Document text:
+++

Red Cross volunteers see increased activityIncidents such as these happen county-wide, sometimes on a daily basis.
Hurricane Sandy has reminded us all again of the important work the Red Cross does during emergencies, but we don’t always hear of the work the Red Cross does locally.
The Red Cross not only works large disasters but local incidents where people are displaced or in need of assistance.
And they are very busy this year.
Local Red Cross officials said that, since July 1, the Snohomish County Red Cross has responded to 37 local incidents, including 24 single family fires, 12 multi-family fires and one pipe burst flooding incident.
That’s up more than 190 percent over the first six months of 2011.
The Red Cross reports that 10 of those responses have been in the South County, including four multi-family fires.
Their typical response includes:
- Financial assistance, as needed, for food, clothing, rent, bedding, lost medical prescriptions, and other emergent needs;
- Health care provided by volunteer RNs;
- Damage assessment (for insurance purposes);
- Grief counseling (volunteer licensed therapists).
All disaster response is done by volunteers, allowing the Red Cross to provide more direct financial assistance as needed.

+++

Stored data:
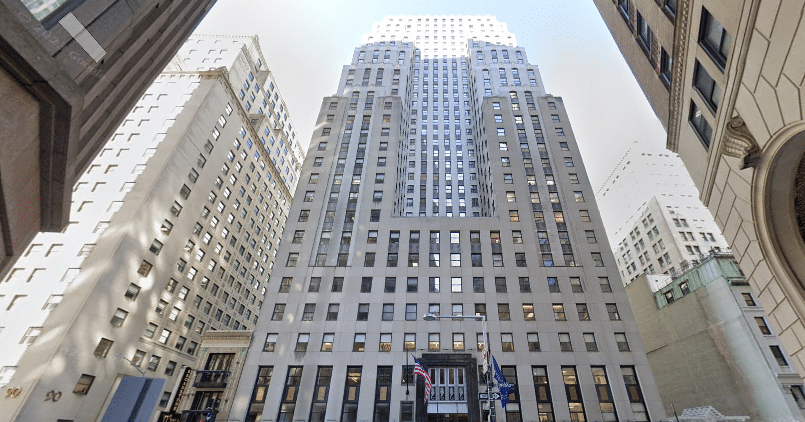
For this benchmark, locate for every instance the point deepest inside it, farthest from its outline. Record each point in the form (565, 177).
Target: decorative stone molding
(680, 53)
(738, 142)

+++

In the article on Red Cross volunteers, how many of the Snohomish County Red Cross responses since July 1 were in the South County?

Result:
10, including four multi-family fires.